[Coordinate annotation entries]
○ ○ ○ ○ ○ ○ ○

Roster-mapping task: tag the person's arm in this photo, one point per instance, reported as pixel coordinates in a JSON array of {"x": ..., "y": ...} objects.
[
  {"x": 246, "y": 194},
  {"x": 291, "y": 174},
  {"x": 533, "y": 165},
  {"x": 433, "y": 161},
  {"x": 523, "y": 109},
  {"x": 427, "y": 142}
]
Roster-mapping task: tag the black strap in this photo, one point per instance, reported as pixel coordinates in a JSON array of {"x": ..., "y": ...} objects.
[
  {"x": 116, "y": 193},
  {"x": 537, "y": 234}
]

○ ○ ○ ○ ○ ○ ○

Please repeat every entry above word for word, keeping each line and its layout unchanged.

Roster-mapping task: tag the person's arm in this photo, one point per instance, reported as pixel coordinates in a JSON array of {"x": ..., "y": ...} objects.
[
  {"x": 246, "y": 194},
  {"x": 291, "y": 174},
  {"x": 533, "y": 165},
  {"x": 433, "y": 161},
  {"x": 523, "y": 109},
  {"x": 427, "y": 142}
]
Roster-mapping task: tag the black strap in this photo, one point per instance, reported as pixel coordinates in a JSON array of {"x": ..., "y": ...} objects.
[
  {"x": 116, "y": 193},
  {"x": 537, "y": 234}
]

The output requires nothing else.